● Exercise task
Reproduce only the lines from the line containing "Question. Put a dot on every instance of the black tire" to the end of the entries below, including both of those lines.

● Given data
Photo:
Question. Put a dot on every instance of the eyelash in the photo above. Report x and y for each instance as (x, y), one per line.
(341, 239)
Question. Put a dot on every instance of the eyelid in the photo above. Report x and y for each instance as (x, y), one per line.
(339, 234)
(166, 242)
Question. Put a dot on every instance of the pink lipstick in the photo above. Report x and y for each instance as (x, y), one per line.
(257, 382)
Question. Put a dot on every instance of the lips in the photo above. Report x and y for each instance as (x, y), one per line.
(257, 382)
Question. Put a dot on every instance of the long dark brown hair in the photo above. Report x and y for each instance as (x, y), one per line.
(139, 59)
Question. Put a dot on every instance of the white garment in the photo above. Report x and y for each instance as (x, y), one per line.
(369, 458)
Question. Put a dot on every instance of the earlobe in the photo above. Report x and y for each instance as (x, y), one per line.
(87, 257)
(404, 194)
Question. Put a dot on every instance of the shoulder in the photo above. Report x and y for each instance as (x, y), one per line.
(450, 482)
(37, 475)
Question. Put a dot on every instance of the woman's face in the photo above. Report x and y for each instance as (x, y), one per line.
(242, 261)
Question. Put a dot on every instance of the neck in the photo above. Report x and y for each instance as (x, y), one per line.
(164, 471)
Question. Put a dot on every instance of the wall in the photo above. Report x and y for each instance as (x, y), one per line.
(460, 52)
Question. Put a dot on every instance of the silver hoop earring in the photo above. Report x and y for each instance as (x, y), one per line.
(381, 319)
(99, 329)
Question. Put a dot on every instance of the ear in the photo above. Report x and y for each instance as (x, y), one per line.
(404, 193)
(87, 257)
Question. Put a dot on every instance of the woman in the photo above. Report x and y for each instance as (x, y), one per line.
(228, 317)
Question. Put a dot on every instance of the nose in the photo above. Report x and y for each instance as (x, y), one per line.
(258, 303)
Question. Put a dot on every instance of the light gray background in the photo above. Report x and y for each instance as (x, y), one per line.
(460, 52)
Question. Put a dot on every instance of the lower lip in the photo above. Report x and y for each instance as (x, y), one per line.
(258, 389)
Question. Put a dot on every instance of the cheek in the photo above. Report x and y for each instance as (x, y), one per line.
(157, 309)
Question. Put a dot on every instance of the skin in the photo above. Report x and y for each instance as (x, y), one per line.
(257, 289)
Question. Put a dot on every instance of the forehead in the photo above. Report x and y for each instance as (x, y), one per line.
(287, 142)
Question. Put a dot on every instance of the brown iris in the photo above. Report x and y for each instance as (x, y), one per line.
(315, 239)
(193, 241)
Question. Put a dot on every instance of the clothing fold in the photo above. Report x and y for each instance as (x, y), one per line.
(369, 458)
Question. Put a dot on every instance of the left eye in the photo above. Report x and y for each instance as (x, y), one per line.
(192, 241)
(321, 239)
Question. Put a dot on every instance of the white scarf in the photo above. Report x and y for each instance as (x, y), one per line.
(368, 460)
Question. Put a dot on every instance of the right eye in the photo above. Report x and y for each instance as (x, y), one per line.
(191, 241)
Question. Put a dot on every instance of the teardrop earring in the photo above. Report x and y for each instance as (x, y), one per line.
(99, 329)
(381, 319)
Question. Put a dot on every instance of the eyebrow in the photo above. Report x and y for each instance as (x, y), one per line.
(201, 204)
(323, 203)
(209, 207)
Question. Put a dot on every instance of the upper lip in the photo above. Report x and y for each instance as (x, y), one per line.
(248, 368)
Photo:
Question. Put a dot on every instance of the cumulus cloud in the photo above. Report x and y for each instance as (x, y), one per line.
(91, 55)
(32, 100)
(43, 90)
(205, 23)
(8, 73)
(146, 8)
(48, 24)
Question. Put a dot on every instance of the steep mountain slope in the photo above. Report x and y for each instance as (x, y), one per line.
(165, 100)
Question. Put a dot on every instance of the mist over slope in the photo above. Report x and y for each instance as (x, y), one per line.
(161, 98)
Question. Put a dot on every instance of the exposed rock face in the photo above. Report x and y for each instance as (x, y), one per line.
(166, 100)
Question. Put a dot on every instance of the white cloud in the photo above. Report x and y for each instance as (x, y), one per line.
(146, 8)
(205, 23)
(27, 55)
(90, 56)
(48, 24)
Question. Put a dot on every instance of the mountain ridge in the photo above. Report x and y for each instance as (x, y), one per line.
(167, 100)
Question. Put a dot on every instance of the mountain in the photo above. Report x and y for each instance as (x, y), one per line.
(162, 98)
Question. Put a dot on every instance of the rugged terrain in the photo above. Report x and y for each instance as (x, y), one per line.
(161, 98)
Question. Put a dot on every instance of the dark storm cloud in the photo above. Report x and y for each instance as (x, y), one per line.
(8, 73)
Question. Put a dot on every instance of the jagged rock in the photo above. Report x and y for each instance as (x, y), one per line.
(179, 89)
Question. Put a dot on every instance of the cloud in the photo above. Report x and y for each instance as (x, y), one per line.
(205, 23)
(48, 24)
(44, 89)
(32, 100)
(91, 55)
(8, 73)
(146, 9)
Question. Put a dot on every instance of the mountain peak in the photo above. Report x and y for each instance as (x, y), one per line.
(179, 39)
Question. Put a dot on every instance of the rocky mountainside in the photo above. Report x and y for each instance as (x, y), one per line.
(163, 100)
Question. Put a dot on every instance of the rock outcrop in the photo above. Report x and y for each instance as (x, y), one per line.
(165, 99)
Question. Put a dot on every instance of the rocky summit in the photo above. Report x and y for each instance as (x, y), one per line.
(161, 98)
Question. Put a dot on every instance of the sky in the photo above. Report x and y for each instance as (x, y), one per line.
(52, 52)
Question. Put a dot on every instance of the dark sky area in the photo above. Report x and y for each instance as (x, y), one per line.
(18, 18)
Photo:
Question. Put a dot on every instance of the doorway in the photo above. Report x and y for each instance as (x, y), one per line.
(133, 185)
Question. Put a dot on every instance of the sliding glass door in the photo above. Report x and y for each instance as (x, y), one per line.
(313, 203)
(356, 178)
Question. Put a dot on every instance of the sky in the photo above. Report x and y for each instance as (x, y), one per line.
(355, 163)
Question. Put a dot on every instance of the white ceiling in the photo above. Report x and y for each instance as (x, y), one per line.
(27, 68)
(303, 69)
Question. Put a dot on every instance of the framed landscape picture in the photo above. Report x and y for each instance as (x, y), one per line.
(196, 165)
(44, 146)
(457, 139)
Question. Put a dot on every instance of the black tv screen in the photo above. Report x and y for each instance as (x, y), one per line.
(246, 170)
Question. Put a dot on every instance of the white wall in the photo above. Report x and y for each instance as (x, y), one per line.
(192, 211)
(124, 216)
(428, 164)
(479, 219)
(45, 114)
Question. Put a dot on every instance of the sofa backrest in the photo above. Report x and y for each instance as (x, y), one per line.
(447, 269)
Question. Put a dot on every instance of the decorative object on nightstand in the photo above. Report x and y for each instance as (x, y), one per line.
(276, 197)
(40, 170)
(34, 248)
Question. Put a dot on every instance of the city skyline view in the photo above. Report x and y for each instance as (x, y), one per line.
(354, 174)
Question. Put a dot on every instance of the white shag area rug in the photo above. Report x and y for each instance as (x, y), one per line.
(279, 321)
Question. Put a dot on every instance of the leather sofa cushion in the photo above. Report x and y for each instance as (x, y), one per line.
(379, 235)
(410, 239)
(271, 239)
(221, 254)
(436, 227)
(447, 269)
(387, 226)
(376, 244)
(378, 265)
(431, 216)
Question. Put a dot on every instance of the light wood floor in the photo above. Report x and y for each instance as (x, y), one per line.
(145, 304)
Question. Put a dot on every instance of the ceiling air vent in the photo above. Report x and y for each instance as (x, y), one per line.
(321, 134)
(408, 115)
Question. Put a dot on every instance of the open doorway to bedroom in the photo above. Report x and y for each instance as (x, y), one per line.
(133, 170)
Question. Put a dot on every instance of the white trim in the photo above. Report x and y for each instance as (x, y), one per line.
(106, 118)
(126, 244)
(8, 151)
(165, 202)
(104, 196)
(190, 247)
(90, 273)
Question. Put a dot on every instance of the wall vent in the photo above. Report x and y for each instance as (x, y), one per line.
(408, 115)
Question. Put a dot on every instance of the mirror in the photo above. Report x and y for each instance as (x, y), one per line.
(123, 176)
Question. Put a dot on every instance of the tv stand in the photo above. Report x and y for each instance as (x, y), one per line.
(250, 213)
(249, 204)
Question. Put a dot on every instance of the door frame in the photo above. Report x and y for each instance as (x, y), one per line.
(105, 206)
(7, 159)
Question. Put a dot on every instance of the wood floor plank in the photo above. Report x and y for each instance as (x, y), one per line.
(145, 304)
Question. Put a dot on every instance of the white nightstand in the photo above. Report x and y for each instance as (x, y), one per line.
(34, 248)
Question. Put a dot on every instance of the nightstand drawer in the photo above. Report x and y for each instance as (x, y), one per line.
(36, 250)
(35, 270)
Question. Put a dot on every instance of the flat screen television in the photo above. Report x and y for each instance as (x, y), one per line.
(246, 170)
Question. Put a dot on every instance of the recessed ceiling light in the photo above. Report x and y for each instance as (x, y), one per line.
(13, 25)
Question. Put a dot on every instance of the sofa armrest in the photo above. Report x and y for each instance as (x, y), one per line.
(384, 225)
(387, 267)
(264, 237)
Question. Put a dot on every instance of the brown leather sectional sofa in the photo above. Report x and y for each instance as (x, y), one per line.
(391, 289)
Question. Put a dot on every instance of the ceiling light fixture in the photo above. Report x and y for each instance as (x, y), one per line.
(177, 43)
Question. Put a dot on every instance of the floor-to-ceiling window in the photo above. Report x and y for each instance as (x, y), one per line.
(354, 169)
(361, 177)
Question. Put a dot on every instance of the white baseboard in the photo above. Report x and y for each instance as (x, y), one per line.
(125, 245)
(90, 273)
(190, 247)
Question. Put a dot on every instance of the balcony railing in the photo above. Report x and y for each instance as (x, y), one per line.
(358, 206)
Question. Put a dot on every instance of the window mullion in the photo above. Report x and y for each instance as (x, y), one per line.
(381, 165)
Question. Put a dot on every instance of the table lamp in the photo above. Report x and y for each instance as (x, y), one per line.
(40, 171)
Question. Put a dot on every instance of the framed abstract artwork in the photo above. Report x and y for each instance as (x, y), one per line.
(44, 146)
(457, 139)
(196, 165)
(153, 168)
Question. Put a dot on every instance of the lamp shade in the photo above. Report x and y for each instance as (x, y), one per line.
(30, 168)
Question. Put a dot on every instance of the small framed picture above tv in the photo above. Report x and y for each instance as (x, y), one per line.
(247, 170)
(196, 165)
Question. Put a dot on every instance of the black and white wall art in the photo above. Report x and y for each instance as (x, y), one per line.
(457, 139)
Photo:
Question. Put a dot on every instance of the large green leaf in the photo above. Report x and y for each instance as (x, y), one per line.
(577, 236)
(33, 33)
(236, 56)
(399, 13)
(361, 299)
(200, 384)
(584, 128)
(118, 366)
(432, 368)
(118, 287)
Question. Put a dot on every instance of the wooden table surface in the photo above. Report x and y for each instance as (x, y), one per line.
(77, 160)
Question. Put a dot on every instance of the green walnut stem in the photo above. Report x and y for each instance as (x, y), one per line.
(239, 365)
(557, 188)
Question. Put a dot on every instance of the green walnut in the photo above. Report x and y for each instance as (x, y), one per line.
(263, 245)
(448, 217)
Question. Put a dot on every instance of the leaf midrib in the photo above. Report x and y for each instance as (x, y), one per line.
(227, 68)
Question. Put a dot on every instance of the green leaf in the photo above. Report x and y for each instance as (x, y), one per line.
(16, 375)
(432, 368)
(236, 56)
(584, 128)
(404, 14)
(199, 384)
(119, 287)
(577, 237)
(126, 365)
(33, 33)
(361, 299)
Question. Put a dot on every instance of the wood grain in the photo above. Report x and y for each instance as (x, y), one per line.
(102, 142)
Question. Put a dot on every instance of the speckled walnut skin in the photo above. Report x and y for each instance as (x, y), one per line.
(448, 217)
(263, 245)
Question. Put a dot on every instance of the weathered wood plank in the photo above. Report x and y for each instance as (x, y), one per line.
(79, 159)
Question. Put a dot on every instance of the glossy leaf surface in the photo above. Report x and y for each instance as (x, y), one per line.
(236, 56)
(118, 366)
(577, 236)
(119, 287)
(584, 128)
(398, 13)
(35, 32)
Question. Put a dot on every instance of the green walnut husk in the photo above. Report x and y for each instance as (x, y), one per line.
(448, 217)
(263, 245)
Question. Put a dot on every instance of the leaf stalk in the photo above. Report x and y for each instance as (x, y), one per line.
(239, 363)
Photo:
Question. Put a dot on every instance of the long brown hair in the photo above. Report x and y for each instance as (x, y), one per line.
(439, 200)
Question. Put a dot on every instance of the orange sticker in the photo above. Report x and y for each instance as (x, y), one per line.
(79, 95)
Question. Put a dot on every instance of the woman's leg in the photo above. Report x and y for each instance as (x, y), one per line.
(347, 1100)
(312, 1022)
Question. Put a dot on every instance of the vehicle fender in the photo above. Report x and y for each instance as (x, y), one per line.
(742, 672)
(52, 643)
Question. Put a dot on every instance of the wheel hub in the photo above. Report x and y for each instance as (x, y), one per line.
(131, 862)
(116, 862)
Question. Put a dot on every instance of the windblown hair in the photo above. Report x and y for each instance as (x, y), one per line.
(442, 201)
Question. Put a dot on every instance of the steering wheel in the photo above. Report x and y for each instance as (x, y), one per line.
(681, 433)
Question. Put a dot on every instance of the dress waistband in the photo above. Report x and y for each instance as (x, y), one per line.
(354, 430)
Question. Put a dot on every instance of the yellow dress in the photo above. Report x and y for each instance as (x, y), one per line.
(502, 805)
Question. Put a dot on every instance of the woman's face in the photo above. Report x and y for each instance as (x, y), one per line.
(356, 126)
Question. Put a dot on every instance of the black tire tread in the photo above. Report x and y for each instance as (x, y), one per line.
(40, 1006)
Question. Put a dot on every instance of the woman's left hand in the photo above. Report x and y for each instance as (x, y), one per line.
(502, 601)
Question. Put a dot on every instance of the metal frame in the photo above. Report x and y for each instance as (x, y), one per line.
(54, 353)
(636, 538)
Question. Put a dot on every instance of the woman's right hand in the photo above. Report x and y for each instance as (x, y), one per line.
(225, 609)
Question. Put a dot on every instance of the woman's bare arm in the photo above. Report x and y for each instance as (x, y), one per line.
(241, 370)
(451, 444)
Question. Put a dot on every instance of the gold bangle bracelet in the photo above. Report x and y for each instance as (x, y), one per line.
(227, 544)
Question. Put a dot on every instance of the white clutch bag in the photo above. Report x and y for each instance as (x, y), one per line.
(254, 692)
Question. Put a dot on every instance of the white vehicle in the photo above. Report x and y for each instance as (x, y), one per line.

● Output of the task
Question. Put a dot on every instance of the black tire tread in the photo above. Report x and y for each instance as (x, y), one per line.
(40, 1006)
Question. Put a dot on every instance of the woman's left hand in the photo above. Report x and y for each instance as (x, y), one per line.
(502, 601)
Question. Put a dot on every instance of the metal frame in the photo above. Report x and y for each instance as (x, y), one per line.
(54, 353)
(636, 538)
Question. Put a dot on every instance of the woman's right hand in the photo above. Report x and y for each instance as (x, y), one per line.
(225, 609)
Question. Put a dot on every instance of the woman's bare arm in the photo above. Report x and y for each instance as (x, y), one per line.
(241, 370)
(451, 444)
Question. Put a dot on every instance of the gold bangle bracelet in the photo above. Report x and y for each instance as (x, y), one per line.
(227, 544)
Question. Put a dot on every instance of the white clutch bag in the photo above. Report x and y for each instance as (x, y), one per line.
(254, 692)
Question. Put a dot on every instance of the white vehicle in the photo above. Report x and y for each instance as (x, y), one per line.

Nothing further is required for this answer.